**Task prompt**. Put every line of the listing below, from the line containing "Please give the outline of every instance of the concrete" down to the line containing "[[621,345],[621,298],[0,312],[0,366]]", into a Markdown table with a Row column for the row number and a Line column for the line, skipping any blank lines. Include only those lines.

---------- Records for processing ----------

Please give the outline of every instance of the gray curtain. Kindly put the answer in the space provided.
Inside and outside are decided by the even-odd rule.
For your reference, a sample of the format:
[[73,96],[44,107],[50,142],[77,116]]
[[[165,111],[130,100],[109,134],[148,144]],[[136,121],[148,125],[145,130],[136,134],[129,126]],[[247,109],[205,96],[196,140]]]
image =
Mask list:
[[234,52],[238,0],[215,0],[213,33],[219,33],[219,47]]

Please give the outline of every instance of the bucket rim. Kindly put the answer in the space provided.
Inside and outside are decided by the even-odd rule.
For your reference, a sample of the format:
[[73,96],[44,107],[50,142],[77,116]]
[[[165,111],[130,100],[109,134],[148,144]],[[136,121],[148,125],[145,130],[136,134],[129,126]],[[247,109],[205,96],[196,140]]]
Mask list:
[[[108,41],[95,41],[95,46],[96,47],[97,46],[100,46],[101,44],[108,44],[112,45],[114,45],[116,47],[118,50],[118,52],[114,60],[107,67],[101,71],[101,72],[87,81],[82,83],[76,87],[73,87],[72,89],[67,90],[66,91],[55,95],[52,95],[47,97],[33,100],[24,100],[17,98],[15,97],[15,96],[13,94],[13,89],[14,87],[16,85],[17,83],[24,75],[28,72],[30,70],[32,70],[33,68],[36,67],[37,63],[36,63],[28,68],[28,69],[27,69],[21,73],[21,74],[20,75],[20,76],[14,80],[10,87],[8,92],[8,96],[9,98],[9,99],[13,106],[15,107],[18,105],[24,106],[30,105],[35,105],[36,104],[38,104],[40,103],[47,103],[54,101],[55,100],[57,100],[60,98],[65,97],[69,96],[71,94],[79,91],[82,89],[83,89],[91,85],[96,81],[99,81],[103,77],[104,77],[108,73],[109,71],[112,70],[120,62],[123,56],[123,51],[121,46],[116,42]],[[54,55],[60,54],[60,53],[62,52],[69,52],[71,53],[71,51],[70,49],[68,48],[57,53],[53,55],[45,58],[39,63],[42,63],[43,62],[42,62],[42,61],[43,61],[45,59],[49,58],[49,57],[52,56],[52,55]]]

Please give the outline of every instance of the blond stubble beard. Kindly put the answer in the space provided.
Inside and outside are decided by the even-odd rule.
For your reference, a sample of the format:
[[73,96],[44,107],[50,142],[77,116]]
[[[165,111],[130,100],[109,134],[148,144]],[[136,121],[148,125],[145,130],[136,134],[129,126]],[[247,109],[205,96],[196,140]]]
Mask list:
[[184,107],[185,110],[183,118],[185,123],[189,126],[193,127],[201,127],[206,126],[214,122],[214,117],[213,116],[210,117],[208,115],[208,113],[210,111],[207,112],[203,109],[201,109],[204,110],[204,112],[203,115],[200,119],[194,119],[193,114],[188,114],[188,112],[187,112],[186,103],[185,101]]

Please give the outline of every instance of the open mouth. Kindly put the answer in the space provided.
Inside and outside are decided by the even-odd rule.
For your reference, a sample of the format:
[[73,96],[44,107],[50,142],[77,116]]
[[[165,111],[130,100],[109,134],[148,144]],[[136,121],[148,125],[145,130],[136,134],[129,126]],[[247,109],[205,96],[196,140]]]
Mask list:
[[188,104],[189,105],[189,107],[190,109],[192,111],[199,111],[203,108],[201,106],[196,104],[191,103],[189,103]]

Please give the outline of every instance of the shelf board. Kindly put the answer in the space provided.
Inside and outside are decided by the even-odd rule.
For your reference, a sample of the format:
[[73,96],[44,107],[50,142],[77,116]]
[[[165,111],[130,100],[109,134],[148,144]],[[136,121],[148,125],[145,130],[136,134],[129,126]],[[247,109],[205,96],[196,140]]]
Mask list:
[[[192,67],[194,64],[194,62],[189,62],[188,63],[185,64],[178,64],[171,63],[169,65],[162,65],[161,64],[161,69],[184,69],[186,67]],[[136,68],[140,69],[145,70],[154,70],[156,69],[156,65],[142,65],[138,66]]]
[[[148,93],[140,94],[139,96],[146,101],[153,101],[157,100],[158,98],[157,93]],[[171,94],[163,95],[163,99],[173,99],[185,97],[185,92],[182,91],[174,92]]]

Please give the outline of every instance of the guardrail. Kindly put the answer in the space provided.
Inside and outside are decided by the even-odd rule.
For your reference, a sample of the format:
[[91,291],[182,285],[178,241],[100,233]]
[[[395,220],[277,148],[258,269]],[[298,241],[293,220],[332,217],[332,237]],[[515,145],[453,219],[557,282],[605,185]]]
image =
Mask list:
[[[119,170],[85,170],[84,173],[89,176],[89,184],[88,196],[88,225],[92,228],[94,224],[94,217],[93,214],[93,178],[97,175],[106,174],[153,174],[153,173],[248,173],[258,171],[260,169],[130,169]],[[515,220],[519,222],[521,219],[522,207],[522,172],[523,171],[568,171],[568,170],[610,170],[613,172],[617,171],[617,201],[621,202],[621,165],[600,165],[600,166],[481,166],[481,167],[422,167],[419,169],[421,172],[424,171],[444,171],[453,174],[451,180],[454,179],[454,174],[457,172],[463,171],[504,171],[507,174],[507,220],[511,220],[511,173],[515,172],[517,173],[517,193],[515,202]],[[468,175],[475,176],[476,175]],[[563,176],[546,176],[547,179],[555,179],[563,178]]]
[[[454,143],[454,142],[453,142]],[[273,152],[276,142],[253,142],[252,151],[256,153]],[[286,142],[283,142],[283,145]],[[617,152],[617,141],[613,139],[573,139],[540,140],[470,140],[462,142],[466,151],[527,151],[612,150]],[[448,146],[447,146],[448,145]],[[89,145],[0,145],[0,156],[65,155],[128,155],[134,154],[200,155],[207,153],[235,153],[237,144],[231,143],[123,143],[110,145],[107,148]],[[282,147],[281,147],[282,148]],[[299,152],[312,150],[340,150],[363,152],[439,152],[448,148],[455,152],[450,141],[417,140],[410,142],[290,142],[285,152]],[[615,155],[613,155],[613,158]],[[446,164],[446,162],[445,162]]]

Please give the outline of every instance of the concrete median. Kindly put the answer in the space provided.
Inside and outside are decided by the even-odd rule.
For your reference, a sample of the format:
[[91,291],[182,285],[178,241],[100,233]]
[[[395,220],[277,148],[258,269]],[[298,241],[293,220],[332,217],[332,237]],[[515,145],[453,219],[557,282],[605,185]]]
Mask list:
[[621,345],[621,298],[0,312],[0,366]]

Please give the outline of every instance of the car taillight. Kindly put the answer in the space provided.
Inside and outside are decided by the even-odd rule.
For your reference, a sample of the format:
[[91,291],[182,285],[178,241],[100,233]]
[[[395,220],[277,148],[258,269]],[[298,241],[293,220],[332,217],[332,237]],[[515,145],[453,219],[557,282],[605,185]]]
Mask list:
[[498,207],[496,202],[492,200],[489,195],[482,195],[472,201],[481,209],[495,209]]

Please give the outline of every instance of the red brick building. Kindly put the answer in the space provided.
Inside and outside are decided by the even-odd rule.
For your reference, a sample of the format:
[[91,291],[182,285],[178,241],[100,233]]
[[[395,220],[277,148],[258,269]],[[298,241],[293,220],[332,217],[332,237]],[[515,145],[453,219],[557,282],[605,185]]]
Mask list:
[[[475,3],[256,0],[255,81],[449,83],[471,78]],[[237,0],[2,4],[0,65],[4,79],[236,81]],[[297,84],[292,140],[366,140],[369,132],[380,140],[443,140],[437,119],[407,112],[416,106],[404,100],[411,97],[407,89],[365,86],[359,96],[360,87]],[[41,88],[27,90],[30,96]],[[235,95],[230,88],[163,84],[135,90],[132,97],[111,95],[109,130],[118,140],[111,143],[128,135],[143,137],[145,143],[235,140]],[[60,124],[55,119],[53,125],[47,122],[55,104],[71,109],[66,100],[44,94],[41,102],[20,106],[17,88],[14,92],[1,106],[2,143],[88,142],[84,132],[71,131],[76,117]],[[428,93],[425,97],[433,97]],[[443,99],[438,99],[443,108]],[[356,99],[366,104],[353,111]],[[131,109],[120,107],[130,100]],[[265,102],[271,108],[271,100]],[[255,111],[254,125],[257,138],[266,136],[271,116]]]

----------

**Solution**.
| Row | Line |
|---|---|
| 1 | Please give the outline of every instance of the concrete median. Kindly put the answer in the space provided. |
| 2 | Inside and outside are decided by the even-odd rule. |
| 3 | For your reference, a sample of the format: |
| 4 | [[91,291],[182,285],[178,241],[100,233]] |
| 5 | [[[395,220],[277,148],[258,269]],[[298,241],[293,220],[332,217],[332,237]],[[515,145],[453,219],[557,282],[605,185]]] |
| 6 | Mask list: |
| 7 | [[621,345],[621,298],[0,312],[0,366]] |